Everything from the line containing "For the benchmark, mark every instance of the dark" through the last line of the records must be returned verbatim, and nothing outside that range.

Object location annotation data:
____

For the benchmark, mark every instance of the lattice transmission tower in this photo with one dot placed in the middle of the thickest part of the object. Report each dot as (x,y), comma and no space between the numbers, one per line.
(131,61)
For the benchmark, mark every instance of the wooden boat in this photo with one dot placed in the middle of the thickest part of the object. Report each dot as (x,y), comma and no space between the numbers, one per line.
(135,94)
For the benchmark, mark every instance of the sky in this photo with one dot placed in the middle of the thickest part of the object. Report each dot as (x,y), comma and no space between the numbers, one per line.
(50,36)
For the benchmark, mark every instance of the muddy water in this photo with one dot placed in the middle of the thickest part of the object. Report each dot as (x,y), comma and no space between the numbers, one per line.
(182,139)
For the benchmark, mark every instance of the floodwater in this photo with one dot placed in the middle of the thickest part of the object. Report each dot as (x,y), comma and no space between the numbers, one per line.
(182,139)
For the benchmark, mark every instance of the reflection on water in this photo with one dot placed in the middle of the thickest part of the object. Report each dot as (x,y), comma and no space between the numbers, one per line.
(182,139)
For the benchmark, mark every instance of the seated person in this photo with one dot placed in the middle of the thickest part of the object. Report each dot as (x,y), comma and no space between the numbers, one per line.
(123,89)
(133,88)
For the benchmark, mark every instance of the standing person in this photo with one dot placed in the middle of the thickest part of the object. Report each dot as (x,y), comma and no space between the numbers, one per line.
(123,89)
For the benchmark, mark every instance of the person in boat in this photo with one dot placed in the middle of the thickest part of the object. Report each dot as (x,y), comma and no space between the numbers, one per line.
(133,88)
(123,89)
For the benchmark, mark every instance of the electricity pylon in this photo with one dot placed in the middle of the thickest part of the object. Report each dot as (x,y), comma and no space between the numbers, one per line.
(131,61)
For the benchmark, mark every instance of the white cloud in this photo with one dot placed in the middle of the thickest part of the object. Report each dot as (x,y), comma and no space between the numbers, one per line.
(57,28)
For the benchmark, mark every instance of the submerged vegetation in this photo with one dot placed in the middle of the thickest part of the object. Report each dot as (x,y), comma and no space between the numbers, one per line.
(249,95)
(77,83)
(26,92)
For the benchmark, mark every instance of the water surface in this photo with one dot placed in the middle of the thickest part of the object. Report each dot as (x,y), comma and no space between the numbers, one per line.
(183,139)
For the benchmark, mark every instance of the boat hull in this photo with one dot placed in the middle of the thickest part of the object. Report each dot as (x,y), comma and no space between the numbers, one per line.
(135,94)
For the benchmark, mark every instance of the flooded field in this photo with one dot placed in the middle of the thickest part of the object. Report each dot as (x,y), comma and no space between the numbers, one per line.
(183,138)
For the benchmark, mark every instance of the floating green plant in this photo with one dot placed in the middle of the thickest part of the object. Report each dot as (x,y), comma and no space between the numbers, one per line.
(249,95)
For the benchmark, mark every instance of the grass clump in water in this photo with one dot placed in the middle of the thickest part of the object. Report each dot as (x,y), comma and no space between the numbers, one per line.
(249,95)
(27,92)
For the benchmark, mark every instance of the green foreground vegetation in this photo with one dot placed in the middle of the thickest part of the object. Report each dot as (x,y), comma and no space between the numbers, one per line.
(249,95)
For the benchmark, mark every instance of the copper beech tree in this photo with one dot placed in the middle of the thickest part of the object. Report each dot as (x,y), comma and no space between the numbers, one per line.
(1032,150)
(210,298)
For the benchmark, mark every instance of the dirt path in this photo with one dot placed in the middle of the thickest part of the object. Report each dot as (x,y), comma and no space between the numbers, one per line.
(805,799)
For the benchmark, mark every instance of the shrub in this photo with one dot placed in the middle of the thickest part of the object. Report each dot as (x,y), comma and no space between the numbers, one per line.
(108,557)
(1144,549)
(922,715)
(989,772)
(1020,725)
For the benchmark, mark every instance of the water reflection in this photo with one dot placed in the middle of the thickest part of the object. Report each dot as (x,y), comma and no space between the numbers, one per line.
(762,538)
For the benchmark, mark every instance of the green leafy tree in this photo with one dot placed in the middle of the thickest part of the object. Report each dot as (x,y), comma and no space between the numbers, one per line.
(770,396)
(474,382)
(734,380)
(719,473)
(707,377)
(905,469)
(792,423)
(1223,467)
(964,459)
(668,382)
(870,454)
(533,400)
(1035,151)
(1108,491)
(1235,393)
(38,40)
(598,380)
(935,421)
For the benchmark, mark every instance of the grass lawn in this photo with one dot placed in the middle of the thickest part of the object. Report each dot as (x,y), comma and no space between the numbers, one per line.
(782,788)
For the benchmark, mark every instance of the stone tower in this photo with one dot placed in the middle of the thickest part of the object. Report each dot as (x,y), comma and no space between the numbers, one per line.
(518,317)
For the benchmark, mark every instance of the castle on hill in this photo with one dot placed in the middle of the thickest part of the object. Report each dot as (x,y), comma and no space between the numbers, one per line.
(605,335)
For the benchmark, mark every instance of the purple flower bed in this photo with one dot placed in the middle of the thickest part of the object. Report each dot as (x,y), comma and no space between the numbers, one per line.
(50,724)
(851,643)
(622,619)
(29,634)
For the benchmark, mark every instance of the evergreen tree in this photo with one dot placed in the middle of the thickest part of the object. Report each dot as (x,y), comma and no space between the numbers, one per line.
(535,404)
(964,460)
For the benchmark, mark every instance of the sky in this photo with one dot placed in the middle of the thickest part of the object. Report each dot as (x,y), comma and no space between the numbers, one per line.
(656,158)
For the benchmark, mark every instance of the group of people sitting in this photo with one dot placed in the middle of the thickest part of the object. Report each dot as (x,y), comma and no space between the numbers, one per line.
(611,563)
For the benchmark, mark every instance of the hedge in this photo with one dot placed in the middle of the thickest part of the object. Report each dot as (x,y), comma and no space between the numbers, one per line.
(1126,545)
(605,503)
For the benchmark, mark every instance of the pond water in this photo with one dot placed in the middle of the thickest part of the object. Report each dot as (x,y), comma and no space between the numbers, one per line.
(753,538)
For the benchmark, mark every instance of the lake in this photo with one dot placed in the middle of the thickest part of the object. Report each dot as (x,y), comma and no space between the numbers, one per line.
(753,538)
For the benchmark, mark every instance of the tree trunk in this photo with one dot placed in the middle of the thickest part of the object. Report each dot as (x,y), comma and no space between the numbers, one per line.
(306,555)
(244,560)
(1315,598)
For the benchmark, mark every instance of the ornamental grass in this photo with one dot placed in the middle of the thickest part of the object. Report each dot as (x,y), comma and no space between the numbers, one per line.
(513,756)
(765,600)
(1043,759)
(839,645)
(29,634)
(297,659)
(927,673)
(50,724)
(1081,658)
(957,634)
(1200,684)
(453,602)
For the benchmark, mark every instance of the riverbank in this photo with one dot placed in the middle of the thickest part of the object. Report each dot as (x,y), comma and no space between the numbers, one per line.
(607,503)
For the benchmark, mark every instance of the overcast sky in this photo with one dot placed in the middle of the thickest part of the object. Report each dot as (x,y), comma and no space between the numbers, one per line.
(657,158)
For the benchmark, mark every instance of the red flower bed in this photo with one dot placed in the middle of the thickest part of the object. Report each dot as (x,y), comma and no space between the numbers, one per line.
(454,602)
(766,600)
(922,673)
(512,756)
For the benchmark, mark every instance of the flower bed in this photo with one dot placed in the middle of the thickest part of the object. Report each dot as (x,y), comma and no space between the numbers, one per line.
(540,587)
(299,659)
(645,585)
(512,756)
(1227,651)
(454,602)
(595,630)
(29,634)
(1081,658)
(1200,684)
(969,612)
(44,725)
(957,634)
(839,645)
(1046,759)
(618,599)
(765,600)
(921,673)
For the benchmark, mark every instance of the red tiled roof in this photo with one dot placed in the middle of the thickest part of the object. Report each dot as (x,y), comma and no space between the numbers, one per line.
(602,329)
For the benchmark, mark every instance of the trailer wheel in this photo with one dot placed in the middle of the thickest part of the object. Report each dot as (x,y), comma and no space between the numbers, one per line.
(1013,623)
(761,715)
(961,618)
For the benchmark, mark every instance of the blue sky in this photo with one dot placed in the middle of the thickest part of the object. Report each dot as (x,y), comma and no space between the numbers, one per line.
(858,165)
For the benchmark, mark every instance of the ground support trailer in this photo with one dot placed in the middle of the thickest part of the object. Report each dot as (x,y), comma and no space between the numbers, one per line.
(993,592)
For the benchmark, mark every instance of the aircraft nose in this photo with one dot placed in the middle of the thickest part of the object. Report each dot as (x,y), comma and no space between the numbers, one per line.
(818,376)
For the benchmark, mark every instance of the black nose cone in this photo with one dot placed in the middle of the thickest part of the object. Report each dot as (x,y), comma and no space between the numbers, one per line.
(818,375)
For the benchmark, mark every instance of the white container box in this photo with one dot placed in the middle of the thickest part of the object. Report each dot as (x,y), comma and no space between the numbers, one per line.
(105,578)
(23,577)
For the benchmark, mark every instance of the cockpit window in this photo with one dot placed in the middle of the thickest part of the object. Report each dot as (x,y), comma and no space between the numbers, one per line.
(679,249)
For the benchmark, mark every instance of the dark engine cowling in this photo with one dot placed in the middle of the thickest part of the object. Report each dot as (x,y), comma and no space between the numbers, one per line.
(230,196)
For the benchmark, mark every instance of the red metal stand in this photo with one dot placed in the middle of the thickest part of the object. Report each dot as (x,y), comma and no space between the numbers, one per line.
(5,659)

____

**Answer in full**
For the benchmark, mark every instance of the dark engine cowling in this photo with one dot placed in the middle of the thickest part of the object. Report each dot as (x,y), comma and no space between the numbers, one per line.
(230,196)
For the benchmark, mark every instance of the red metal stand in this photo with one dot placed in the middle of the thickest part of the object. Report each dot as (x,y), comma and no space between the numbers, one per line.
(5,659)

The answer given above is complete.